## Activity
Spot each line in the records below where the word "image" occurs, then copy it.

****************************************

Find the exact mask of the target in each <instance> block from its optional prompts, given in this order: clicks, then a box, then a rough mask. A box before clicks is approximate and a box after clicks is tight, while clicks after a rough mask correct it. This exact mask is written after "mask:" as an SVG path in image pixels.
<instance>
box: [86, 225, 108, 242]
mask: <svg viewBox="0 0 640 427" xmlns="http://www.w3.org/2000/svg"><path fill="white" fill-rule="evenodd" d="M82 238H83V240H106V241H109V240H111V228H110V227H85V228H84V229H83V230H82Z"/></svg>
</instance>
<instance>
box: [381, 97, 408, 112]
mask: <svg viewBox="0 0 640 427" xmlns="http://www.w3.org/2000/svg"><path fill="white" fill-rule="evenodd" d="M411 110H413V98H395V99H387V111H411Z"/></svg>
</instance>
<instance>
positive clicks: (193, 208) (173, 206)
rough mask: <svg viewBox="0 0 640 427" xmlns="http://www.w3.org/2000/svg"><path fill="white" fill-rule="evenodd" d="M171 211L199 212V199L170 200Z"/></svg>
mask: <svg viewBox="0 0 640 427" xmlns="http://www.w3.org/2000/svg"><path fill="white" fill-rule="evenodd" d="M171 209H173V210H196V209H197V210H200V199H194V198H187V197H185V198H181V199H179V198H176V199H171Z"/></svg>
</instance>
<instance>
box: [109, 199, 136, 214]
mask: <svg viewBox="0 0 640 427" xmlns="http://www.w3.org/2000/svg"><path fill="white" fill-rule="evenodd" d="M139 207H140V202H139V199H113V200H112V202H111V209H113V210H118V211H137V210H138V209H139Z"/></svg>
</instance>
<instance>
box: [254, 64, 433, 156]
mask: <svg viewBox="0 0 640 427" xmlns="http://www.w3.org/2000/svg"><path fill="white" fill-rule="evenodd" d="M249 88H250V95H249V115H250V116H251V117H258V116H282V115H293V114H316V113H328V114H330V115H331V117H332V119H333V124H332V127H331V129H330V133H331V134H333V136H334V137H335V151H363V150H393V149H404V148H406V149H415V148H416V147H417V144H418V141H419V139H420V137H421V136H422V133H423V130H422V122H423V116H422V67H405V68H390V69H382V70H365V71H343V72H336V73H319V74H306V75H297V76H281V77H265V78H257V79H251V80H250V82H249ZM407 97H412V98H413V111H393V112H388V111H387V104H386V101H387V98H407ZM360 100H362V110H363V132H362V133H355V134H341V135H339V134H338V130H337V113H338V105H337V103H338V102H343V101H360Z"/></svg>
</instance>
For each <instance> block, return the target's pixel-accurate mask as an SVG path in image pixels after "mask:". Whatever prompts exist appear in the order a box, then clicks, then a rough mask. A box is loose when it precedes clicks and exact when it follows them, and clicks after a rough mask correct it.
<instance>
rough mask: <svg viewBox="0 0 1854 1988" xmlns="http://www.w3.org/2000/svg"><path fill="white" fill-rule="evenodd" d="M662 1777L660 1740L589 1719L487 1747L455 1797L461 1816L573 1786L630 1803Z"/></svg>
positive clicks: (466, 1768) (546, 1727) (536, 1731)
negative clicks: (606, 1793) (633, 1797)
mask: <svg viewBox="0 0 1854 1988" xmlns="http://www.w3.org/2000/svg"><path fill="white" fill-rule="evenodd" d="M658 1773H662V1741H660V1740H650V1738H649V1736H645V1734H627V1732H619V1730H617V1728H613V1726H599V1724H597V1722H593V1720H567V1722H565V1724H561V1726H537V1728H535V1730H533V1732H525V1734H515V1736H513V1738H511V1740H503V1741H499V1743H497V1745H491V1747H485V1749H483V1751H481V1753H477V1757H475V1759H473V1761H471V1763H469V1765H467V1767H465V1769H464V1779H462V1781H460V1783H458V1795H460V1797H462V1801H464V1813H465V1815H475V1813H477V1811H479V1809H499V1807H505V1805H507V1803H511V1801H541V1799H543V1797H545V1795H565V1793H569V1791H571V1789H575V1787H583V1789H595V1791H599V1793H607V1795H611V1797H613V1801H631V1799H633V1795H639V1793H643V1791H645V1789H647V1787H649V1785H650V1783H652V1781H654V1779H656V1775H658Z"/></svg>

****************************************

## Reply
Find the exact mask of the target in each <instance> block from its optional prompts, given in this order: clicks, then a box, then a rough mask. A box before clicks is approximate and a box after clicks is tight, while clicks after a rough mask correct it. This exact mask is written after "mask:" as an SVG path in image pixels.
For each <instance> block, return the target's pixel-accurate mask as an SVG path in image pixels after "mask:". Whatever prompts exist appear in the order a box, then clicks, then a rough mask. A box is loose when it precedes clicks and exact when it follows them, and clicks after a rough mask correct it.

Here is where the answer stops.